Saved data entries:
==========
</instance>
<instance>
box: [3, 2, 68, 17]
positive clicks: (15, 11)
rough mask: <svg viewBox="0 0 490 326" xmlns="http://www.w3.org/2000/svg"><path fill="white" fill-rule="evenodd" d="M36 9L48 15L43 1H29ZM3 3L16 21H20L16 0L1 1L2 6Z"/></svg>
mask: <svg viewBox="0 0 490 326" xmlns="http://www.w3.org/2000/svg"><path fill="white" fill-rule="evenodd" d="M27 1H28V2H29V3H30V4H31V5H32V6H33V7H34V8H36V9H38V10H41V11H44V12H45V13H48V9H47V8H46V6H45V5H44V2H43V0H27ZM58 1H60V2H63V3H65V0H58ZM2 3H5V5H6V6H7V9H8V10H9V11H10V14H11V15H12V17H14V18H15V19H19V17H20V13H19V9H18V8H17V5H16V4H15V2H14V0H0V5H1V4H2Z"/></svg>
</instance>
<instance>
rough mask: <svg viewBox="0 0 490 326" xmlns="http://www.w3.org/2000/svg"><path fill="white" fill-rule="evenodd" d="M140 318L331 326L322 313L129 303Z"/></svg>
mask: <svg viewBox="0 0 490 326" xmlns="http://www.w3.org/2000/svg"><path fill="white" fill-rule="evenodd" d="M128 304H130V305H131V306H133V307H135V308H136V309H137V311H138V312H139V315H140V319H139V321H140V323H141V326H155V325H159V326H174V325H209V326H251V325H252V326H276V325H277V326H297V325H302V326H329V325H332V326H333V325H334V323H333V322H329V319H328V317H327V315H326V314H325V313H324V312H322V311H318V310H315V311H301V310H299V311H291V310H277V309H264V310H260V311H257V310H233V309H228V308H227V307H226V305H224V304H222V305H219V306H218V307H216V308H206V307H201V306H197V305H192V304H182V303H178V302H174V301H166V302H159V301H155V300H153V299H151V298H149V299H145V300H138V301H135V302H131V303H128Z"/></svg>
==========
▶ [What is required]: Would you please write out all the entries exactly?

▶ [Your solution]:
</instance>
<instance>
box: [3, 2, 68, 17]
positive clicks: (15, 11)
rough mask: <svg viewBox="0 0 490 326" xmlns="http://www.w3.org/2000/svg"><path fill="white" fill-rule="evenodd" d="M36 9L48 15L43 1H29ZM3 3L16 21H20L16 0L1 1L2 6Z"/></svg>
mask: <svg viewBox="0 0 490 326" xmlns="http://www.w3.org/2000/svg"><path fill="white" fill-rule="evenodd" d="M27 1H28V2H29V3H30V4H31V5H32V6H33V7H34V8H36V9H38V10H41V11H44V12H45V13H48V9H47V8H46V6H45V5H44V2H43V0H27ZM58 1H60V2H63V3H65V0H58ZM2 3H5V5H6V6H7V9H8V10H9V11H10V14H11V15H12V17H14V18H15V19H19V17H20V13H19V9H18V8H17V5H16V4H15V2H14V0H0V5H1V4H2Z"/></svg>
</instance>
<instance>
rough mask: <svg viewBox="0 0 490 326" xmlns="http://www.w3.org/2000/svg"><path fill="white" fill-rule="evenodd" d="M140 318L331 326L322 313L129 303Z"/></svg>
mask: <svg viewBox="0 0 490 326" xmlns="http://www.w3.org/2000/svg"><path fill="white" fill-rule="evenodd" d="M128 304H130V305H131V306H133V307H135V308H136V309H137V311H138V312H139V315H140V319H139V321H140V323H141V326H155V325H159V326H174V325H209V326H251V325H252V326H276V325H277V326H297V325H302V326H329V325H332V326H333V325H334V323H333V322H329V319H328V317H327V315H326V314H325V313H324V312H322V311H318V310H315V311H301V310H299V311H291V310H277V309H264V310H260V311H257V310H233V309H228V308H227V307H226V305H224V304H222V305H219V306H218V307H216V308H206V307H201V306H197V305H192V304H182V303H178V302H174V301H166V302H159V301H155V300H153V299H151V298H149V299H145V300H138V301H135V302H131V303H128Z"/></svg>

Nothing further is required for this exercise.